Raw records:
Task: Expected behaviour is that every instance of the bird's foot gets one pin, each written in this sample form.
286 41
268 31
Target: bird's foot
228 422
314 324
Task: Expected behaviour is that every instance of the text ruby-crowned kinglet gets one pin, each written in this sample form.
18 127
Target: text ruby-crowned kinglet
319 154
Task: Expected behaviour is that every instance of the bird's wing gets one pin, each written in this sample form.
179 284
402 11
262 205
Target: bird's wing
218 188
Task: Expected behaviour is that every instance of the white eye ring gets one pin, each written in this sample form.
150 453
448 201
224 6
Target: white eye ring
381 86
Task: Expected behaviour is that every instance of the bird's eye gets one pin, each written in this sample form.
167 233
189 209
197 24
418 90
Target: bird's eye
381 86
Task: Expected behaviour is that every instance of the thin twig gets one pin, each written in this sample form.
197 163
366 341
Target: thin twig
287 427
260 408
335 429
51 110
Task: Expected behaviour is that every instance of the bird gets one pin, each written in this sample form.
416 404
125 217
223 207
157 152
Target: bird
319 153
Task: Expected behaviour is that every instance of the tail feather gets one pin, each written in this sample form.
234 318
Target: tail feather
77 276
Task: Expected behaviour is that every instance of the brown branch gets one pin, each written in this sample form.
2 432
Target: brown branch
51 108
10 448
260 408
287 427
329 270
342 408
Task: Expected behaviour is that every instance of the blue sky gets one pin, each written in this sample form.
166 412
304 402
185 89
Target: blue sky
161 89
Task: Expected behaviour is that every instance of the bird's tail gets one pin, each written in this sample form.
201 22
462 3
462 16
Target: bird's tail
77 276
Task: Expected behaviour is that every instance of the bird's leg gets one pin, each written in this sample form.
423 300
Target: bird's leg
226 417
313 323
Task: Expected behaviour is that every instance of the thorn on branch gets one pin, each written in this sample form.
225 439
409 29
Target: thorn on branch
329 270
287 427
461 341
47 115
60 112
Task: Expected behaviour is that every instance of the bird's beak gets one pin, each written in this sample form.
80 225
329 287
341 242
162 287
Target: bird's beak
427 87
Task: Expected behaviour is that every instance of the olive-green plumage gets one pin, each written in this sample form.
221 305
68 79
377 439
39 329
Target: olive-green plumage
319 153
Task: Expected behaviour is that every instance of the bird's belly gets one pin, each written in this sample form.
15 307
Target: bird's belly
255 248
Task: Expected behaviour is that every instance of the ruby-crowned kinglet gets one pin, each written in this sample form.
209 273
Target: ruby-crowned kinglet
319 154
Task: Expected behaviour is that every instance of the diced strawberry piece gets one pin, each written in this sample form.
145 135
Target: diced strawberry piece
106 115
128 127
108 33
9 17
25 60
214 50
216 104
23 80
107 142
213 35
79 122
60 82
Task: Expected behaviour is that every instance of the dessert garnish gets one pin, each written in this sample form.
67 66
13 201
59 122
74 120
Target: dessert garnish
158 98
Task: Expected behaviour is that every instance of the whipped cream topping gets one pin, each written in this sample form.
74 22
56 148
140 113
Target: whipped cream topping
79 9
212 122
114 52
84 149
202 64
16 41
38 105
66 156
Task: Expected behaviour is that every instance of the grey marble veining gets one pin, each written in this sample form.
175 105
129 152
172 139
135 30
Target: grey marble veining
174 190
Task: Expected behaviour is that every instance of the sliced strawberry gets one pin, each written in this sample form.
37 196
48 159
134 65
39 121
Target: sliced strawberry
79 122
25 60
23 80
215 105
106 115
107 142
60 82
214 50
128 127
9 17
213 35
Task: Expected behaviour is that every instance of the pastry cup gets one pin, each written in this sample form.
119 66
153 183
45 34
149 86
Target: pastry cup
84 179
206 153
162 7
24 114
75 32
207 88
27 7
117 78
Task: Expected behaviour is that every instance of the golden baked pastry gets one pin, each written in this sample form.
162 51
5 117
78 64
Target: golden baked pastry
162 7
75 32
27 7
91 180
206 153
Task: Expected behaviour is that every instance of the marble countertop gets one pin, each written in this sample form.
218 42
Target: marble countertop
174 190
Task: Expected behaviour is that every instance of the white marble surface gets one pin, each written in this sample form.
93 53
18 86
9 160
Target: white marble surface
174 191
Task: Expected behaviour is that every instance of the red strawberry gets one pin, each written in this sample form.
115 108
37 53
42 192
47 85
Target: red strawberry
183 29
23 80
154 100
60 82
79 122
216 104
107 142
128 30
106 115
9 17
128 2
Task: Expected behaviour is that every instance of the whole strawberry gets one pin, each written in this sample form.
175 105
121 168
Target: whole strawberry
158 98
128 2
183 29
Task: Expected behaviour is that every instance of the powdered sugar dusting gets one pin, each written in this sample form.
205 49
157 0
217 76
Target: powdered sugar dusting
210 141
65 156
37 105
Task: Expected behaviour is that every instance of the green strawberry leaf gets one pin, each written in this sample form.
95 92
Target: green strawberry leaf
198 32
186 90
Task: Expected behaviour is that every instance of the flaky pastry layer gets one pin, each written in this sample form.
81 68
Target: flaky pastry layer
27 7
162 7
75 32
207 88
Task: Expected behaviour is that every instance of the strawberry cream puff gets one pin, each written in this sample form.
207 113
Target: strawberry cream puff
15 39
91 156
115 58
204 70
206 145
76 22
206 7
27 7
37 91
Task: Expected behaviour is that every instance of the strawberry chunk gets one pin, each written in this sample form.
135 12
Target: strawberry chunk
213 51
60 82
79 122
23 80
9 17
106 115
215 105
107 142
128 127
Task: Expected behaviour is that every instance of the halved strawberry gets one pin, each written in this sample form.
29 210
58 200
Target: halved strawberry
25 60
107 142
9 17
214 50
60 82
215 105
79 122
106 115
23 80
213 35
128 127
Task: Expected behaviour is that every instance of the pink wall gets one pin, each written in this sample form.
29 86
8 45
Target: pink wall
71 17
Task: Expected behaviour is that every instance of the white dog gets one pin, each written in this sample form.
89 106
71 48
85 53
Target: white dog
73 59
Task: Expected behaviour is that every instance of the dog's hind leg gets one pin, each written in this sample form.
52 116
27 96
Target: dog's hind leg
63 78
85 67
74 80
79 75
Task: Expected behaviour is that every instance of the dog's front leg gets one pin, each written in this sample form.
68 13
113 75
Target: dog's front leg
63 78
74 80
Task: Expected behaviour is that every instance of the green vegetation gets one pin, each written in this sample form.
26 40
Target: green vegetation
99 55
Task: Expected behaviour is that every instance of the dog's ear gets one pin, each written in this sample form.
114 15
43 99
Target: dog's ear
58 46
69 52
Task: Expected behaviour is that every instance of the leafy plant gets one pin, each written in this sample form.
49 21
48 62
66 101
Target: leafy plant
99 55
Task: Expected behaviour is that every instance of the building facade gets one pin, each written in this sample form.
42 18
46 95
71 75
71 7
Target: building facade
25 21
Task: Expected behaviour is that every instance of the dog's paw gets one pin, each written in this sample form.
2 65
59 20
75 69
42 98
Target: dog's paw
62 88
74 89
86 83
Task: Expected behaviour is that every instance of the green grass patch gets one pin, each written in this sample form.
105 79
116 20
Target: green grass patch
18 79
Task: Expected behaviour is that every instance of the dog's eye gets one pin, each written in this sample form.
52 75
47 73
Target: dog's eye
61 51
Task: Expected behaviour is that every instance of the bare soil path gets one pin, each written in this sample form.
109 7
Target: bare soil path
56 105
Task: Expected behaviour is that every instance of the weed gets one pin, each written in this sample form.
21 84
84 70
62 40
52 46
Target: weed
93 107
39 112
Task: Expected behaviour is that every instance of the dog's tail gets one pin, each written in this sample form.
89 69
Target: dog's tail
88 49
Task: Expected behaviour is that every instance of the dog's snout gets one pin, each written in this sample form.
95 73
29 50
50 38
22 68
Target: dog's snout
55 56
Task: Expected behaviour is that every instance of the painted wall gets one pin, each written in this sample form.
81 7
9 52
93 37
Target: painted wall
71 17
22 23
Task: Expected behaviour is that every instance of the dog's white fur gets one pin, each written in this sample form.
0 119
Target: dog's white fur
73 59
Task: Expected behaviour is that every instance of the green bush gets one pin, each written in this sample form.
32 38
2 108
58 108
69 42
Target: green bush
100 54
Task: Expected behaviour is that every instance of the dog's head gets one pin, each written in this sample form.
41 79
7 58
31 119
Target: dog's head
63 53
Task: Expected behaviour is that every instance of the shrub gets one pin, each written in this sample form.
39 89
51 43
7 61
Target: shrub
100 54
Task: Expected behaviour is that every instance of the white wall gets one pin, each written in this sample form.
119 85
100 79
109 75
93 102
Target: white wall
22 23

What you are asked to do:
Only those lines running from the one containing "Task: Expected behaviour is that every instance of the dog's eye" through the last line of the data above are to be copied, exactly, with both ends included.

Output for this exercise:
Task: Expected behaviour is that every instance of the dog's eye gets one pin, each written in this sample form.
52 75
47 73
Target: dog's eye
61 51
Task: Expected behaviour is that every instance of the bare soil path gets one pin, each written in this sample form.
109 7
Target: bare soil path
56 105
Task: Expected behaviour is that every instance of the weed gets one pin, each written in this sample form.
21 84
84 70
62 40
52 46
Target: weed
93 107
39 112
Task: Expected behaviour is that every instance of the dog's tail gets one pin, each written in this sample form.
89 69
Target: dog's tail
88 49
Task: Expected behaviour is that every instance of the dog's snout gets one pin, each written in this sample form.
95 73
29 50
50 38
22 68
Target: dog's snout
55 56
Task: Expected behaviour is that every instance of the painted wall gets one pin, each written in this sample form.
81 7
9 52
93 37
Target: painted wall
71 17
22 23
Task: Expected behaviour is that every instance of the dog's white fur gets one pin, each written in this sample form.
0 119
Target: dog's white fur
73 59
Task: Expected behaviour is that every instance of the green bush gets one pin, each written in this sample form.
32 38
2 108
58 108
69 42
Target: green bush
100 54
Task: Expected behaviour is that every instance of the dog's head gets one pin, each written in this sample form.
41 79
7 58
31 119
Target: dog's head
63 53
Task: Expected behaviour is that every instance of the shrub gets one pin, each written in this sample form.
39 89
51 43
7 61
Target: shrub
100 54
Task: Expected behaviour is that every instance of the white wall gets one pin, each written in this sample form.
119 85
100 79
109 75
93 102
Target: white wall
22 23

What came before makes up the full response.